## ACTIVITIES
1. In the news excerpt about Iran's nuclear program, how many working centrifuges were inspectors reported to have seen at Natanz?
2. Using the news excerpt about Iran's nuclear program, explain in one to three sentences why Bruce Riedel thinks the latest intelligence would make an Israeli strike more likely.
3. From the news excerpt about Iran's nuclear program, quote the passage between "Riedel adds that" and "of national pride.", inclusive.

## EXTRACT TO READ
U.S. intelligence officials caution that before Iran could meet or beat that 2010 date, it would have to make further technical progress in operating a uranium enrichment plant now under construction, reports CBS News national security correspondent David Martin.

As a result, there is no change in the official estimate that it will take Iran until 2015 to become a nuclear power. But David Albright, a leading expert, thinks that doesn’t give Iranian scientists enough credit.

“I think Iran can get enough highly enriched uranium for a nuclear weapon sooner than that,” Albright says. “I think the 2015 number reflects too much skepticism about Iran’s technical capabilities, and they are making progress.”

Although U.S. intelligence still considers an Iranian nuclear weapon by 2010 as a worst-case scenario, Pentagon officials say the new report narrows the window in which Israel might launch a preemptive strike against Iran, as it did in 1981 against an Iraqi nuclear reactor.

Israel is the country most threatened by the prospect of an Iranian nuclear weapon. Former CIA officer Bruce Riedel says this latest intelligence would increase the chances of an Israeli strike launched with American-built warplanes.

“The Israelis have long believed that Iran is closer than U.S. intelligence believes it is,” Riedel says. “If they now hear that the Americans think it’s getting closer as well, it puts pressure on Israel to take its own action.”

Riedel adds that an Israeli strike would be seen in Iran as no different from an American strike and could involve the U.S. in a war against a much tougher opponent than Iraq.

In Tehran, CBS News correspondent Elizabeth Palmer reports the nuclear program is a matter of national pride.

A few weeks ago, president Mahmoud Ahmadinejad gathered reporters at the main nuclear plant in Natanz to boast that his country now could enrich uranium on an industrial scale.

But what exactly does that mean?

In the enrichment process, scientists feed uranium gas into linked centrifuges. Iranian officials hint that they have 3,000 centrifuges working at Natanz. But international atomic energy commission inspectors — who toured the plant last month — are reported to have seen less than half that many working — 1,300 — and only a few had uranium gas in them.

Iran insists its nuclear program is for peaceful purposes only — to make fuel for power plants being built in Iran by the Russians.

Two years ago, Palmer and her CBS News crew were the first Western reporters to be shown the heavy water plant at Arak, which the Iranians say is for making medical radioactive isotopes.

The trouble is few world leaders are convinced and at the moment there is no surefire way of checking until — perhaps — it’s too late.

## INFORMATION GIVEN
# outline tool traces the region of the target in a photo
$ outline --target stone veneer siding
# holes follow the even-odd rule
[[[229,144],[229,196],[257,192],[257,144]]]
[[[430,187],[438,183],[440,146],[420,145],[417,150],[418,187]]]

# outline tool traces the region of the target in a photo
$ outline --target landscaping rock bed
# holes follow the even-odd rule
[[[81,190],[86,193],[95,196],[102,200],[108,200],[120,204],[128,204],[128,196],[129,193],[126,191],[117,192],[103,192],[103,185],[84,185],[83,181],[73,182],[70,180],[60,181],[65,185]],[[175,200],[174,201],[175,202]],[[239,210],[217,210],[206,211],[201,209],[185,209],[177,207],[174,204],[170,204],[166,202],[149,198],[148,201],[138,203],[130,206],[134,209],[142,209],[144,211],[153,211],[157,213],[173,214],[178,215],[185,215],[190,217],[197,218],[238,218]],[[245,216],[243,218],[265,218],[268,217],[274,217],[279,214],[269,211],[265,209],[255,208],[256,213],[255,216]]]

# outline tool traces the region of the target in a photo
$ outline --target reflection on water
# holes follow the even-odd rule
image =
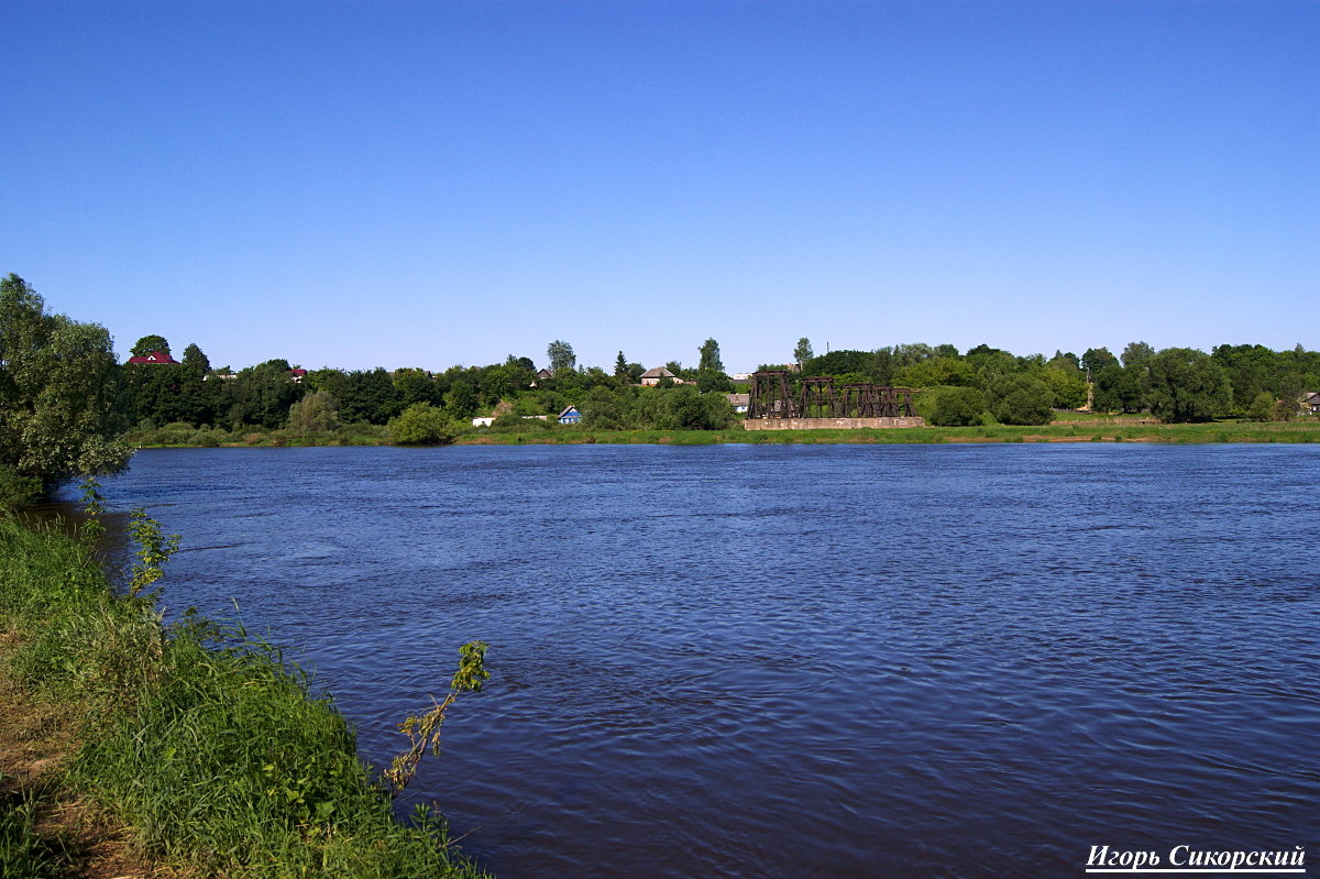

## SET OF ANSWERS
1. 1,300

2. Riedel says the Israelis have long believed Iran is closer to a nuclear weapon than U.S. intelligence believes. If they now hear that the Americans also think Iran is getting closer, that puts pressure on Israel to act on its own.

3.
Riedel adds that an Israeli strike would be seen in Iran as no different from an American strike and could involve the U.S. in a war against a much tougher opponent than Iraq.

In Tehran, CBS News correspondent Elizabeth Palmer reports the nuclear program is a matter of national pride.